>>>

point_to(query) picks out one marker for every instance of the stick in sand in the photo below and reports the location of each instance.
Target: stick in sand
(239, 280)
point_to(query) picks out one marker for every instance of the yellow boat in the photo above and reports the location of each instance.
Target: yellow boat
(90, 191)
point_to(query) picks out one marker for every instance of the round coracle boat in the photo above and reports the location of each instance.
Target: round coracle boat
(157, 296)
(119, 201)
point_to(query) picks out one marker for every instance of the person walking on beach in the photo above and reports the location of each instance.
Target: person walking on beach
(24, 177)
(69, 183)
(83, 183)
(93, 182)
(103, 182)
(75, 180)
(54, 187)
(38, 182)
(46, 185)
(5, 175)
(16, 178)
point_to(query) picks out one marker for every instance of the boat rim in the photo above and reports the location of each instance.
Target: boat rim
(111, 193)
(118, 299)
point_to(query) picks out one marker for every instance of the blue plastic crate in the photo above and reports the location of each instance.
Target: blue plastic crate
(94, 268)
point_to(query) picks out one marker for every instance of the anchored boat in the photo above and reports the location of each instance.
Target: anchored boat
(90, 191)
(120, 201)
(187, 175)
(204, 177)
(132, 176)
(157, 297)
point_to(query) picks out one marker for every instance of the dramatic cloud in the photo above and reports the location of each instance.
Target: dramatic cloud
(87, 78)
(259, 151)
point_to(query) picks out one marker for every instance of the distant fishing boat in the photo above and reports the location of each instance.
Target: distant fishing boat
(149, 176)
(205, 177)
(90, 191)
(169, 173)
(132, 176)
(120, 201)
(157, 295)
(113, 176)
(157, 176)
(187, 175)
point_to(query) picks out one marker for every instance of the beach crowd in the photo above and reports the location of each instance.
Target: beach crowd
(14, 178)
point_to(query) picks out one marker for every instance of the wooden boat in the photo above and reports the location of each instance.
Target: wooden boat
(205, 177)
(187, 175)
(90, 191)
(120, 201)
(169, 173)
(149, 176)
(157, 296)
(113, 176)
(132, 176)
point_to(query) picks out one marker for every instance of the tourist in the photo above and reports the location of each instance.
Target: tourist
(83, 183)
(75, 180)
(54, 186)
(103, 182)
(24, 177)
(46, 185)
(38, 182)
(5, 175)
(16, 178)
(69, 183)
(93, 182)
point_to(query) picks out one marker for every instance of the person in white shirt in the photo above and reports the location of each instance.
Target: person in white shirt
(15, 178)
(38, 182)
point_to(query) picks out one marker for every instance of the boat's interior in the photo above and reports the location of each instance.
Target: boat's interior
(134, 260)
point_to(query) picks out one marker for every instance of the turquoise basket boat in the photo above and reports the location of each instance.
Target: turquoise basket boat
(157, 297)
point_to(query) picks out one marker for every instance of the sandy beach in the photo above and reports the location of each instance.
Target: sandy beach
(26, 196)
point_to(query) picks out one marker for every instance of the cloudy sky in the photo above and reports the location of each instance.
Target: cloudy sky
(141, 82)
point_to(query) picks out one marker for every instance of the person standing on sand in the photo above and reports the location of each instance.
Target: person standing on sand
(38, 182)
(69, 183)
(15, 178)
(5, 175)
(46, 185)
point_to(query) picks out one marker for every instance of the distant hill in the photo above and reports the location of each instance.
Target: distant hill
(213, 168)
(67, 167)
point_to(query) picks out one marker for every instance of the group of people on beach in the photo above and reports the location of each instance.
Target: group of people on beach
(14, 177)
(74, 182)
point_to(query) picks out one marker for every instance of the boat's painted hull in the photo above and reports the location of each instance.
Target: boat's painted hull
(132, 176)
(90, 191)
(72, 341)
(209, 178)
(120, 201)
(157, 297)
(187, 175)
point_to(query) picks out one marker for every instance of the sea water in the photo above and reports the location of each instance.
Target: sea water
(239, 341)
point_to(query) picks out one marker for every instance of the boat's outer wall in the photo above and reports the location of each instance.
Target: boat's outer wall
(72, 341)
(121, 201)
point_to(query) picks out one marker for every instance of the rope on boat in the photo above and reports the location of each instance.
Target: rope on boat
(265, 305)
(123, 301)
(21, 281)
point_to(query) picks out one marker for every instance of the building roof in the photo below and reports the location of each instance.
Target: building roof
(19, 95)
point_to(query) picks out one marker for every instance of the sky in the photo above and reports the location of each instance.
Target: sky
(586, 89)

<<<

What lines in the records above include the string "below"? Copy each one.

point_to(query) picks out one marker for every instance of the stick in sand in the photo below and reports the location of each instance.
point_to(query) picks out one marker for every instance of the building roof in the photo below and reports the location of each instance.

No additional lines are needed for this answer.